_Task_
Which lines in the data below contain the string "handrail"? Show each one.
++++
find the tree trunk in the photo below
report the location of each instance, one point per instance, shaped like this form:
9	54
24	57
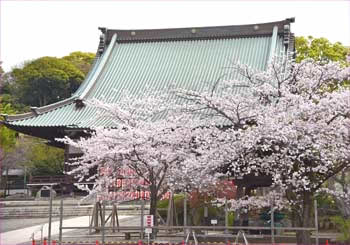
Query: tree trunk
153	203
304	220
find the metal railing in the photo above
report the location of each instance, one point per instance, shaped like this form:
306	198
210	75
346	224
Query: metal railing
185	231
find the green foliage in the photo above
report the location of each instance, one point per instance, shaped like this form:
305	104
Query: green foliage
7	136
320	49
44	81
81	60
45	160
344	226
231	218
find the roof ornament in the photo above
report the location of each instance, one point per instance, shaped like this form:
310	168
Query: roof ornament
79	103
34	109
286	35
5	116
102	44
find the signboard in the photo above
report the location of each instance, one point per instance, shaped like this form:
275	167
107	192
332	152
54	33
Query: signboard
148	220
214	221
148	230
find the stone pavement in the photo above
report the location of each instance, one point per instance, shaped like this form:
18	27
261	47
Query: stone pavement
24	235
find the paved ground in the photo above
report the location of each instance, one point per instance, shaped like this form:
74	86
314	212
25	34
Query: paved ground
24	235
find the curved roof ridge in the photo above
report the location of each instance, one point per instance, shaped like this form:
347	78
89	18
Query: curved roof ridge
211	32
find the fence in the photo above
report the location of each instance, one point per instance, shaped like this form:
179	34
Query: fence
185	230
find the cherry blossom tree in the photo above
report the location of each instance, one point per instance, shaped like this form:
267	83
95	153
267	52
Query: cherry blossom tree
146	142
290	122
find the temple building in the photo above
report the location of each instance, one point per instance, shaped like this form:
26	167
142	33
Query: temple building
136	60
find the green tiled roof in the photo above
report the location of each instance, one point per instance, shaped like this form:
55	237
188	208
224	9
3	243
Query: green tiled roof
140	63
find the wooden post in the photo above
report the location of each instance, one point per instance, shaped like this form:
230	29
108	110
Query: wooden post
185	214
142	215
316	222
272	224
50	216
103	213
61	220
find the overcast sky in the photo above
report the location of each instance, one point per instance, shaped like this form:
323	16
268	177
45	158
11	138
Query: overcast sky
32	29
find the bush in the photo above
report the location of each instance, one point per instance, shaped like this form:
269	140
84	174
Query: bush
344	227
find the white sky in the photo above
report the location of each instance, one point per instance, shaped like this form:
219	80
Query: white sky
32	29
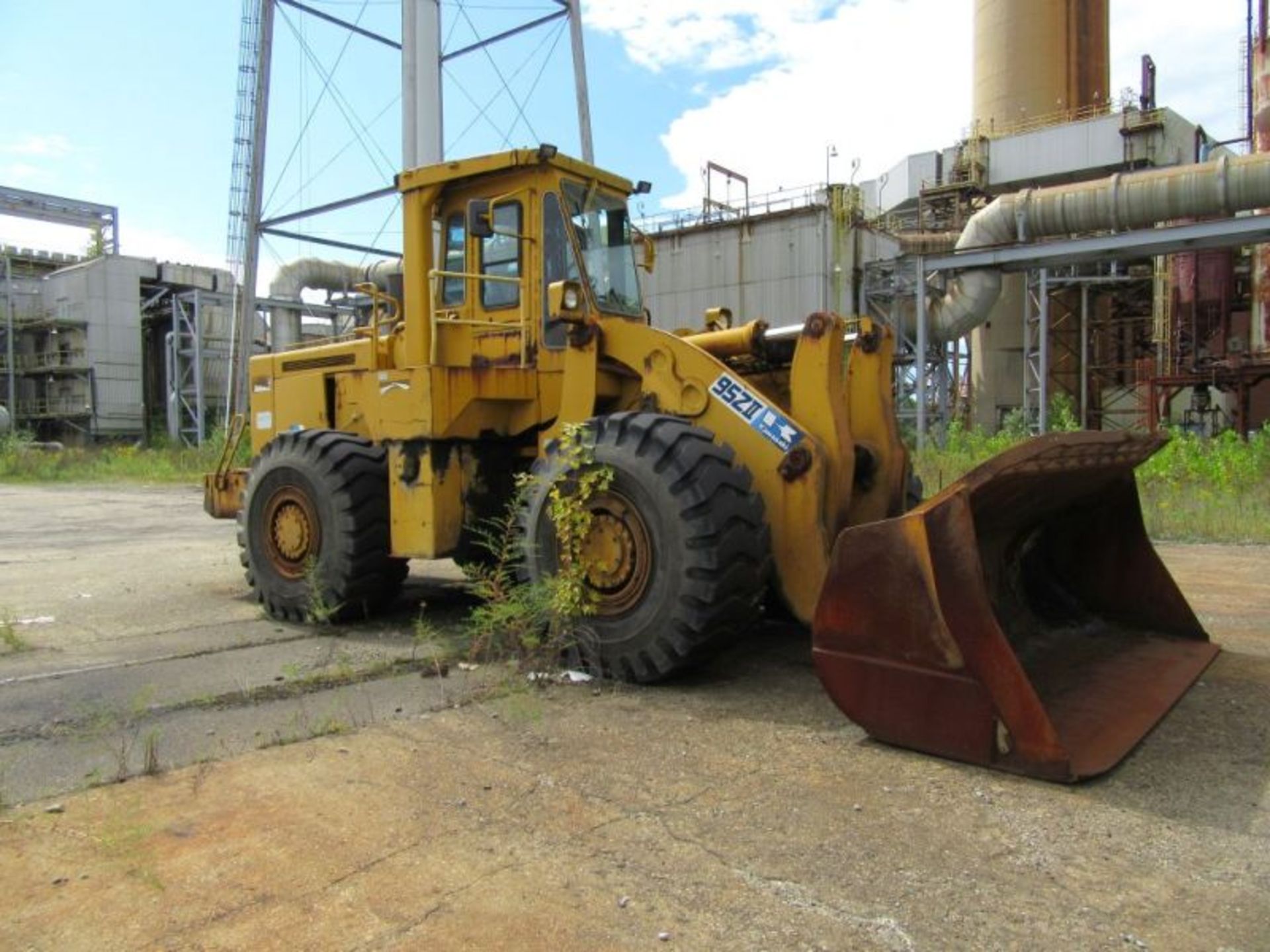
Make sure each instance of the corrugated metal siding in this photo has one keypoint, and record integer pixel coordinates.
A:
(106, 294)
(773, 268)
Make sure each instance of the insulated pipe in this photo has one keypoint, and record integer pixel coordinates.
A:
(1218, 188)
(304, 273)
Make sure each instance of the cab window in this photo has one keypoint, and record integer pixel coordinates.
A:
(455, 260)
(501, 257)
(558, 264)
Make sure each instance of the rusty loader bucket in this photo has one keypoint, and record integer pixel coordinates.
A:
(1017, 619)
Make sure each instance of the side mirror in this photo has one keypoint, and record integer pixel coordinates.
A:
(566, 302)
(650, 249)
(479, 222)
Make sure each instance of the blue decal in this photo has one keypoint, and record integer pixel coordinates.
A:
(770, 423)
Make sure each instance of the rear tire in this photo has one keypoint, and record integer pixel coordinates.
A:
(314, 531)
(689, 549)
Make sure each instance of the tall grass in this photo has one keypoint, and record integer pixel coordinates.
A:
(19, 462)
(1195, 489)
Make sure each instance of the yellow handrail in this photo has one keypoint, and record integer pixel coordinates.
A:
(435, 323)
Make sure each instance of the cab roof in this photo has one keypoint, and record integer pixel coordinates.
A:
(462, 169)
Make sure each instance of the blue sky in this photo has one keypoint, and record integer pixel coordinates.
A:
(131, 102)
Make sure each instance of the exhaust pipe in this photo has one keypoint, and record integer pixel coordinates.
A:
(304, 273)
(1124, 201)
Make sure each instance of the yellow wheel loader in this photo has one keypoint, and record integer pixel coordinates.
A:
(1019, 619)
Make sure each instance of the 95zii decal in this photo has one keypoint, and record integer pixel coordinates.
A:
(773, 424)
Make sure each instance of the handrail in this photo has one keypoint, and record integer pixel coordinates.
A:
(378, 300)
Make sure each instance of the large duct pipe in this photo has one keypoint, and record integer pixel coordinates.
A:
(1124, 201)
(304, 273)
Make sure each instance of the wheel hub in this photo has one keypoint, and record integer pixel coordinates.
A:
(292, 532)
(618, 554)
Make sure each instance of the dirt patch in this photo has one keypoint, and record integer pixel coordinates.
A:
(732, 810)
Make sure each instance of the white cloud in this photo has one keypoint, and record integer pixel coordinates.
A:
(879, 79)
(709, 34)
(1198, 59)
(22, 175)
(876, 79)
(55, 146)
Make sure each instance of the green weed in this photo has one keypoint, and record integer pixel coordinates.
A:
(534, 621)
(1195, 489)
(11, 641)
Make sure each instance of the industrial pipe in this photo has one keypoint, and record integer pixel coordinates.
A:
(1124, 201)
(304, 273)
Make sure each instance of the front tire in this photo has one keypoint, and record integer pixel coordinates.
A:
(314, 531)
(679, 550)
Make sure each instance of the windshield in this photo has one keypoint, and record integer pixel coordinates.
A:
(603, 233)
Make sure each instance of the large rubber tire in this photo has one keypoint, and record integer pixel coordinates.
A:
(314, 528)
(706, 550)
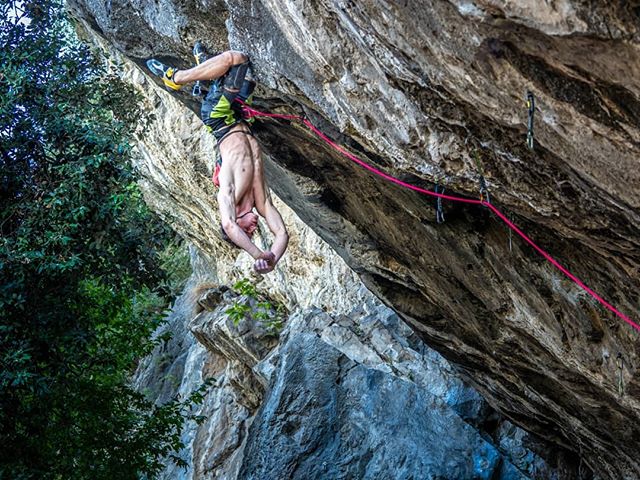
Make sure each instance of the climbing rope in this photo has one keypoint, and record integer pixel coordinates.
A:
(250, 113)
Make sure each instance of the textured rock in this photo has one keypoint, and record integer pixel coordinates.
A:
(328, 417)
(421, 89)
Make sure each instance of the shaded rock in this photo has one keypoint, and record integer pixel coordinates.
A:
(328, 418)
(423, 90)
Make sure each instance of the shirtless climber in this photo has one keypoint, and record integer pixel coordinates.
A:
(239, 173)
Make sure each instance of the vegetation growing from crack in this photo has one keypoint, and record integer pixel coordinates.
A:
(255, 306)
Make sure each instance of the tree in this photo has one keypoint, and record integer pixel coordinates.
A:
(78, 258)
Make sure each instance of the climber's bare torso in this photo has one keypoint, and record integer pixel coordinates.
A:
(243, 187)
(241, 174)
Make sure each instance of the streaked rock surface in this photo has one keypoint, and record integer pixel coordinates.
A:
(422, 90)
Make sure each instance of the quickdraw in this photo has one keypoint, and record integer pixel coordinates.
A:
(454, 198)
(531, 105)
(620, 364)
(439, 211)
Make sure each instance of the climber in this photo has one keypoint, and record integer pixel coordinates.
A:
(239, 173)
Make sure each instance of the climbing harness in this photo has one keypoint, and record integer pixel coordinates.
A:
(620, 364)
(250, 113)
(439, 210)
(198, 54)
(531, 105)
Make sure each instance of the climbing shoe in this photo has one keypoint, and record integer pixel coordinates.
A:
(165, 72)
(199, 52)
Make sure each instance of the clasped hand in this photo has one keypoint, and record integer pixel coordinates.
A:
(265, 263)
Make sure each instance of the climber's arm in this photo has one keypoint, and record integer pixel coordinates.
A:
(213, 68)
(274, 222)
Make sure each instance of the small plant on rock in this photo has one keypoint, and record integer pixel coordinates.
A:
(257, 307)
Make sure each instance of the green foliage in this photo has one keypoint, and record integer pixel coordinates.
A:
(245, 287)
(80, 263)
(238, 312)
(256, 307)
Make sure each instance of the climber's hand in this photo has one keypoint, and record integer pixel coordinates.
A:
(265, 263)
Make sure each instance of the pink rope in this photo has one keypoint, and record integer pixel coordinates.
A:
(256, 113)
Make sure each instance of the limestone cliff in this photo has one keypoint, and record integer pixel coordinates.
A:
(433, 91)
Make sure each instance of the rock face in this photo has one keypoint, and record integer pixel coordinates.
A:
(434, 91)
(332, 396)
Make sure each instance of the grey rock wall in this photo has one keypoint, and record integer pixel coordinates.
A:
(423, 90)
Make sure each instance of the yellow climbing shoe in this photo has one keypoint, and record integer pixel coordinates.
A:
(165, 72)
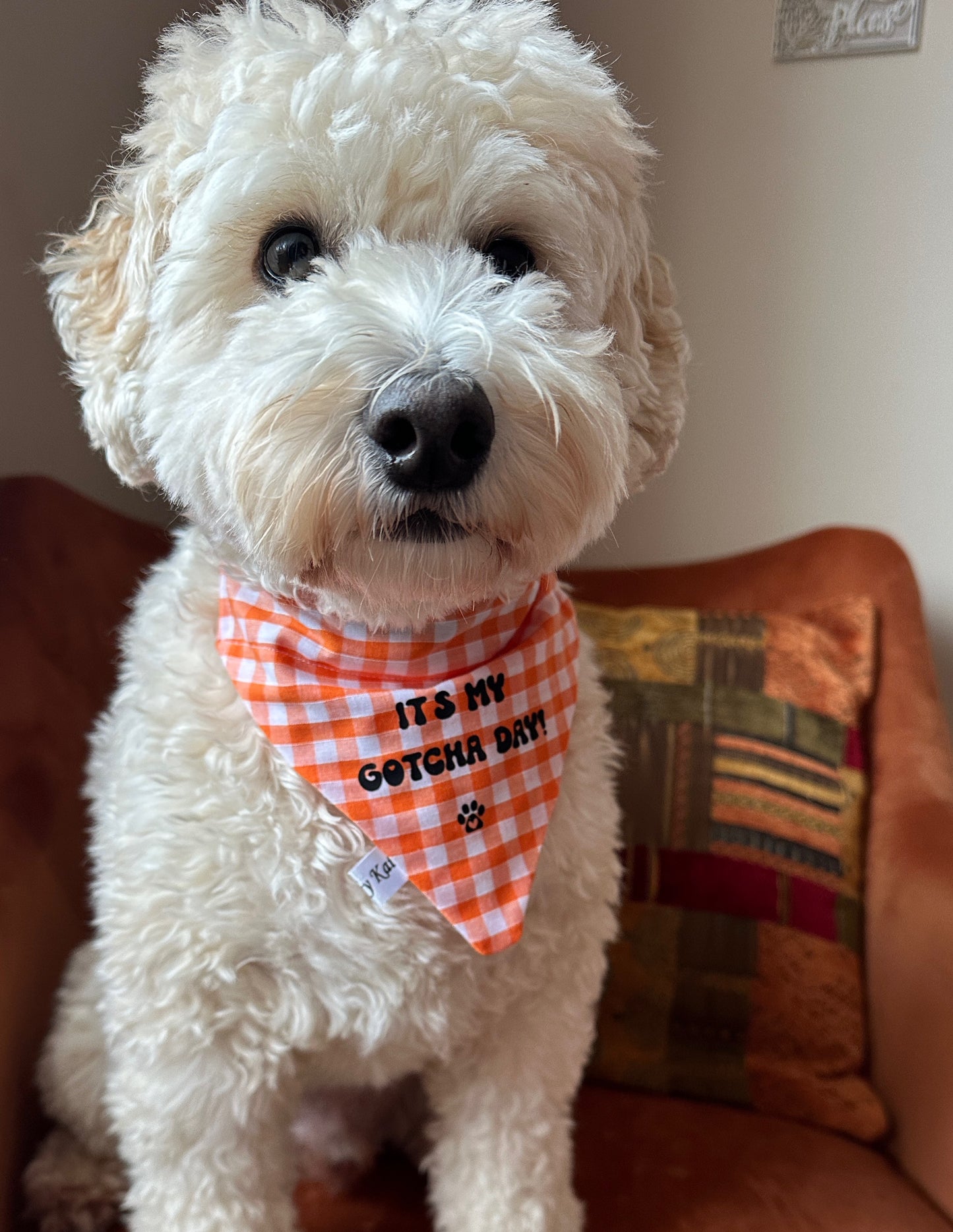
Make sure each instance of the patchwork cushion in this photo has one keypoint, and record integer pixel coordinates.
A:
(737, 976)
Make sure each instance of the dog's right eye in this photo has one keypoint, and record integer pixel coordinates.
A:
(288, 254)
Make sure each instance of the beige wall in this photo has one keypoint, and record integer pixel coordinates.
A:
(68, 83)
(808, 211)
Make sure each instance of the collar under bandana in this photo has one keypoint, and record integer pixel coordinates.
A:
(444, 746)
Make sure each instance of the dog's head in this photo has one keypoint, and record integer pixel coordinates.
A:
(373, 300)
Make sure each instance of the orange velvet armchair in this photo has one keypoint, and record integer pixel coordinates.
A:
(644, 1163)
++++
_Result_
Make sure each instance of the yellow handrail in this photo has one keypoint, and record integer pixel coordinates.
Make sure each instance of the handrail in this photo has one keypoint, and record integer pixel coordinates.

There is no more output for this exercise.